Natural-language object grounding data
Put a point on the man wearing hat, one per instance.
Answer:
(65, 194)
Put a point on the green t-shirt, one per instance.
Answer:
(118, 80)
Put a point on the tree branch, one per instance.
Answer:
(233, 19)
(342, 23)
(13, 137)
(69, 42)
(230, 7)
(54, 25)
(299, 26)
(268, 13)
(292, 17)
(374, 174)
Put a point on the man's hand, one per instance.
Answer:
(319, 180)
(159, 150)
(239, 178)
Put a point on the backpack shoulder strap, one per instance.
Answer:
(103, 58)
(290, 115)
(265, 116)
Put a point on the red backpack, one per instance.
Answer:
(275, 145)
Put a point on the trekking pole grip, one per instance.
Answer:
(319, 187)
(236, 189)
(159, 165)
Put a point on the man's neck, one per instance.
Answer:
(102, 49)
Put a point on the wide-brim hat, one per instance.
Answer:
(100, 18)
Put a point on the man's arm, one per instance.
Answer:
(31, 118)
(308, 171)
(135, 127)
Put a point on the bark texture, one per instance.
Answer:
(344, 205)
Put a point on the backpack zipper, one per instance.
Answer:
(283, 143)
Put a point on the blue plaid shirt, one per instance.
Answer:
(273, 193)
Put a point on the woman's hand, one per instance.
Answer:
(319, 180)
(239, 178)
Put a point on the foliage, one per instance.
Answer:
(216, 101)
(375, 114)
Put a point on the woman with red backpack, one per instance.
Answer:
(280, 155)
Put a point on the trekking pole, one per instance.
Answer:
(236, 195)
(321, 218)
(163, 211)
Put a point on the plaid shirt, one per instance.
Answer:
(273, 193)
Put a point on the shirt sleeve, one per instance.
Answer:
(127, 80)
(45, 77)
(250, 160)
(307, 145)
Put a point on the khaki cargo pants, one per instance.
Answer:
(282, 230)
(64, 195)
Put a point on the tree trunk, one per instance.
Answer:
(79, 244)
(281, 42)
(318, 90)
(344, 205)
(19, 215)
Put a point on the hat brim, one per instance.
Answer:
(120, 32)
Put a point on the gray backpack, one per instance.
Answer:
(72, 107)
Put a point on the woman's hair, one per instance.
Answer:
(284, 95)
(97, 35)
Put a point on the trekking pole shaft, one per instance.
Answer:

THE PROBLEM - The records above are to be given again in full, exactly as written.

REPLY -
Put a point on the man wearing hat, one per instance.
Answer:
(65, 194)
Put a point on the green t-shirt, one per instance.
Answer:
(118, 80)
Put a point on the tree branch, one per instance.
Answer:
(233, 19)
(342, 23)
(13, 137)
(69, 42)
(230, 7)
(54, 25)
(299, 26)
(268, 13)
(292, 17)
(374, 174)
Put a point on the man's hand, one per instance.
Answer:
(319, 180)
(159, 150)
(239, 178)
Put a point on the backpack shoulder strap, one per instance.
Answer:
(103, 58)
(290, 115)
(265, 116)
Put a point on the red backpack, one per instance.
Answer:
(275, 145)
Put a point on the trekking pole grip, one per instance.
Answer:
(319, 187)
(236, 189)
(159, 165)
Put a point on the man's neck, one per instance.
Answer:
(102, 49)
Put a point on the wide-brim hat, one per instance.
Answer:
(100, 18)
Put a point on the man's arm, one per instance.
Answer:
(31, 118)
(308, 171)
(135, 127)
Put a point on the bark texture, one per instance.
Answer:
(344, 205)
Put a point on the backpack zipper, one per instance.
Answer:
(283, 143)
Put a point on the blue plaid shirt, one per instance.
Answer:
(273, 193)
Put a point on the woman's hand, one per instance.
Answer:
(319, 180)
(239, 178)
Put a point on the foliage, one per instance.
Answer:
(216, 101)
(375, 114)
Put a point on the woman with red backpack, one per instance.
Answer:
(280, 155)
Put a point on the trekking pole, one per instance.
Answer:
(236, 195)
(321, 218)
(163, 211)
Put a point on the plaid shirt, one per instance.
Answer:
(273, 193)
Put a point on the shirt sleeve, one per instance.
Answer:
(127, 80)
(45, 77)
(250, 160)
(307, 145)
Put a point on the khaki cargo pants, one per instance.
Answer:
(282, 230)
(64, 195)
Put a point on the tree trunk, one per instance.
Answer:
(79, 244)
(281, 42)
(318, 90)
(344, 205)
(19, 215)
Put a point on the hat brim, one per instance.
Answer:
(120, 32)
Put a point on the gray backpack, one per instance.
Answer:
(72, 107)
Put a point on the woman's hair, one per instance.
Answer:
(284, 95)
(97, 35)
Put a point on the trekking pole shaft, one per instance.
Answer:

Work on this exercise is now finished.